▶ [What to do] Write out exactly, with no other output, the lines below from the one that contains "Report x and y for each instance of the white dress" through the end.

▶ [Supplied data]
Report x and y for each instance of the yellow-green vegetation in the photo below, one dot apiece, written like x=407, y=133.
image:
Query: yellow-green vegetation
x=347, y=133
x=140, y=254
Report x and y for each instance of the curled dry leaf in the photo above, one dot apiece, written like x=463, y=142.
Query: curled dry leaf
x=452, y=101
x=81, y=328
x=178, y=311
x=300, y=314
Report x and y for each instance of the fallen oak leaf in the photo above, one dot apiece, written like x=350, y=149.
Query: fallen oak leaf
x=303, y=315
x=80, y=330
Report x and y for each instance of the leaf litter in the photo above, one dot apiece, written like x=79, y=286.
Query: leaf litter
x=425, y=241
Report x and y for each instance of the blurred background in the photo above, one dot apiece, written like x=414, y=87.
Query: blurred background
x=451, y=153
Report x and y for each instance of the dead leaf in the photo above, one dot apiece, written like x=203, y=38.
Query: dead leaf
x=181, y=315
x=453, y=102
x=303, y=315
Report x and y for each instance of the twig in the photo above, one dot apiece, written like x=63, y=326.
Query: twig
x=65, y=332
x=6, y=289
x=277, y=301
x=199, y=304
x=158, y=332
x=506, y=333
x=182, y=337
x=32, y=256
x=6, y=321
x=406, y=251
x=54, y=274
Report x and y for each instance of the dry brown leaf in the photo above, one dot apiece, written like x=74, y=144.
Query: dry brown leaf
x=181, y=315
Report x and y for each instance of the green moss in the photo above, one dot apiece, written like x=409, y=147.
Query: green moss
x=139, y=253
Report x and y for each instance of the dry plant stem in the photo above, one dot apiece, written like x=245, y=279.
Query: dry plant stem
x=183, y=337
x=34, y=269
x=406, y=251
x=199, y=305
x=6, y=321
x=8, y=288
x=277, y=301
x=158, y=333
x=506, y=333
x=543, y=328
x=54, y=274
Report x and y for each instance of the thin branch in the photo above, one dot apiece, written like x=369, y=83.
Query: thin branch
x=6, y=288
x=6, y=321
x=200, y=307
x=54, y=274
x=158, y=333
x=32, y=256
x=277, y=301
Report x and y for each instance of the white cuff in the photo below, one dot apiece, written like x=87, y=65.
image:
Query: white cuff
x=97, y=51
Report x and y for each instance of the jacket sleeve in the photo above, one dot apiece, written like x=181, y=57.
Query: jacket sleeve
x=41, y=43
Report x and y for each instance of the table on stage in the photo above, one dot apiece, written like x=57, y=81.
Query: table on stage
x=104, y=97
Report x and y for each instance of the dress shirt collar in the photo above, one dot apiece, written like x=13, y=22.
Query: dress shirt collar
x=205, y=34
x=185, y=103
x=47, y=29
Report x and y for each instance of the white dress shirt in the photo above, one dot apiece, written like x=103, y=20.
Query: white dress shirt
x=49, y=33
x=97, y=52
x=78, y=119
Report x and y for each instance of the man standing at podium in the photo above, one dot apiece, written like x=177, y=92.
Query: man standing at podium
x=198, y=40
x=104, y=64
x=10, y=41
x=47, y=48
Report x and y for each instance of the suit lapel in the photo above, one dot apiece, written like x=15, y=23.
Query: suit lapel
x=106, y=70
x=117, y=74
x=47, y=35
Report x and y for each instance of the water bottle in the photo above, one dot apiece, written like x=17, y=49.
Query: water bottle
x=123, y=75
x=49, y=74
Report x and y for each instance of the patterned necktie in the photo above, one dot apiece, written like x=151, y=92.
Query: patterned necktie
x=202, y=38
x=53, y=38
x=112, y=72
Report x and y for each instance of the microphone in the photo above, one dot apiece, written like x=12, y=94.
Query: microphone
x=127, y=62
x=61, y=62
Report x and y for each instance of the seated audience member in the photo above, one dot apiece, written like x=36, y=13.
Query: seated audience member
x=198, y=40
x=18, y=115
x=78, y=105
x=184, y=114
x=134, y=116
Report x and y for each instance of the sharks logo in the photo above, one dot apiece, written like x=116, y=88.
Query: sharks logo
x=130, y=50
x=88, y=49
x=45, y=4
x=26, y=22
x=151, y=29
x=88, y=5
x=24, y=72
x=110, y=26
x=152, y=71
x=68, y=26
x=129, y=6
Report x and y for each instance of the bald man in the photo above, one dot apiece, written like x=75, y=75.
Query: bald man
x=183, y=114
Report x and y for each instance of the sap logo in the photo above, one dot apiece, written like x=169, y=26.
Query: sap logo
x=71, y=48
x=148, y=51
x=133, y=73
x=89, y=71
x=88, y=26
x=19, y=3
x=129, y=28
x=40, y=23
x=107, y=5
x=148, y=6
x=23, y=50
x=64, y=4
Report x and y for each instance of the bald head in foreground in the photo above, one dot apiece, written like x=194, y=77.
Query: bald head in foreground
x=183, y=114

▶ [Answer]
Report x and y for each instance of the white dress shirt in the photo above, one dot apiece, written like x=103, y=20.
Query: white dress shirt
x=49, y=33
x=97, y=52
x=78, y=119
Report x and y for each instance of the man standing at podium in the photo above, one dot apiece, written like x=177, y=92.
Query: man standing at podium
x=198, y=40
x=104, y=64
x=10, y=41
x=47, y=48
Report x and y for each instance of the suit lapel in the photo above, one dot apiece, written like x=15, y=23.
Query: suit lapel
x=106, y=70
x=117, y=74
x=47, y=35
Report x and y for each instance of the water bottle in the photo above, one dot apiece, written like x=17, y=49.
Query: water bottle
x=123, y=75
x=49, y=74
Report x and y for each instance of the patterned necktie in the photo above, one dot apiece, written like x=151, y=92.
Query: patterned necktie
x=202, y=38
x=53, y=38
x=112, y=72
Report x and y for each instance of the microphone in the photo above, one dot apiece, written like x=12, y=94.
Query: microphone
x=127, y=62
x=61, y=62
Report x and y for each instance of the seated audience member in the photo above, one dot apiece, written like x=36, y=13.
Query: seated audience member
x=198, y=40
x=18, y=115
x=78, y=105
x=184, y=114
x=134, y=116
Report x and y for each instance of the sharks logo in the photo above, one dot apiece, written like x=116, y=88.
Query: sharks logo
x=130, y=50
x=88, y=49
x=45, y=4
x=26, y=22
x=151, y=29
x=88, y=5
x=24, y=72
x=110, y=26
x=152, y=71
x=68, y=26
x=129, y=6
Report x and y for each instance of the bald man in the photo above, one dot apiece, written like x=75, y=75.
Query: bald man
x=183, y=114
Report x and y for each instance of the sap logo in the photo above, one dot apiece, written like x=169, y=26.
Query: sap logo
x=71, y=48
x=148, y=51
x=133, y=73
x=89, y=71
x=88, y=26
x=19, y=3
x=129, y=28
x=40, y=23
x=107, y=5
x=148, y=6
x=23, y=50
x=64, y=4
Report x and y for each instance of the bald head in foreground in the photo above, one dot apiece, written like x=194, y=77.
Query: bald head in foreground
x=183, y=114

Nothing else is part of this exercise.